WRITTEN TASK 1: According to the BigQuery cost notes, how much scanned data per month is free?
WRITTEN TASK 2: Update the records, starting at the line that has "drop a point: the red hooded jacket" and continuing through the end of the records, by replacing "calm" with "still" and changing nothing else. Leave the pictures out of your answer.

BigQuery costs $5/TB scanned (first 1 TB/month free). What that translates to in practice:

| Scenario | ~TB / query | |---|---| | Small site, 1k events/day, 30-day window | < 1 GB | | Medium site, 100k events/day, 30-day window | ~10 GB | | Large site, 1M events/day, 30-day window | ~100 GB | | Same scenarios but querying the full 14-month history | 12-15x the above |

Stay under the free tier with normal usage. Cost-saving patterns:

  1. Always set _TABLE_SUFFIX BETWEEN — don't scan all history if you only need 7 days
  2. Materialize hot queries — CREATE TABLE / CREATE MATERIALIZED VIEW for sessions, daily aggregates, etc.
  3. SELECT only the columns you need — BQ is columnar; selecting event_params array always reads the whole array even if you only want one parameter
  4. Use --dry-run before any new query to see TB scanned: bq query --dry_run --use_legacy_sql=false "SELECT ..."

Excerpts from point annotation data:
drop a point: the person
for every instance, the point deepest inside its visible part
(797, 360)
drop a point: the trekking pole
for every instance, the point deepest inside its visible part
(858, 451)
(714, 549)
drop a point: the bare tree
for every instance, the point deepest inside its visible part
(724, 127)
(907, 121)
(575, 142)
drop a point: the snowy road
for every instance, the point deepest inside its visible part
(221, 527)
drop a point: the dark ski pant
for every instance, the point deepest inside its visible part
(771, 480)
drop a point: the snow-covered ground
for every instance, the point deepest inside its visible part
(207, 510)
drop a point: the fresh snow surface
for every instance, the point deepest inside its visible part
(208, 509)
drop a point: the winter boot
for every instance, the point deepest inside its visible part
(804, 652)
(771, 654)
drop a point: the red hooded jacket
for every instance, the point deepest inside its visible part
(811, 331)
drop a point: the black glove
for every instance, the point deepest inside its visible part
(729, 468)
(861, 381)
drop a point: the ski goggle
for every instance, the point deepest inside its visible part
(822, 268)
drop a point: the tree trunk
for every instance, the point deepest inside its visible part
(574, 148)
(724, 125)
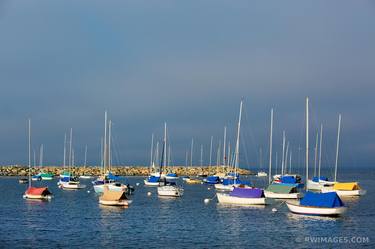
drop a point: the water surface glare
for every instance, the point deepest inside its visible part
(74, 219)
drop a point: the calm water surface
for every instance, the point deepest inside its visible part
(74, 219)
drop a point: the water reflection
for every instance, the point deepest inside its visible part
(299, 217)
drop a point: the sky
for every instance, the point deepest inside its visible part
(187, 63)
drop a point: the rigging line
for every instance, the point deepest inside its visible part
(251, 133)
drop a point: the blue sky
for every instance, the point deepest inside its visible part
(187, 63)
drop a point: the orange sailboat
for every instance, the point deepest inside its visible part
(38, 193)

FULL ANSWER 1: The first 1 TB per month is free.

FULL ANSWER 2:
drop a point: the red hooded jacket
for every instance, the point deepest inside its visible part
(811, 331)
drop a point: the black glove
for every instance, the point deepest inside its visible part
(729, 468)
(861, 381)
drop a point: the ski goggle
for every instance, the point deepest inside its visible part
(822, 268)
drop a point: the tree trunk
for every instance, the point deepest inside its visible part
(574, 148)
(724, 125)
drop a point: the water surface glare
for every instance, the point deepest inside its visible part
(74, 219)
drop a point: the still water surface
for every instance, the point deepest inside its visible part
(74, 219)
drop a point: the water reflection
for every instance, the point deepest inside its visible part
(299, 217)
drop a point: the sky
for every instance, the point deepest inside its visible part
(187, 63)
drop a point: the rigging line
for every instance, the point deepest inside its visible part
(251, 133)
drop a point: the blue sky
for every instance, the point deepest inside its visible part
(187, 63)
drop a point: the orange sailboat
for every instance, the point deepest inside its visible part
(38, 193)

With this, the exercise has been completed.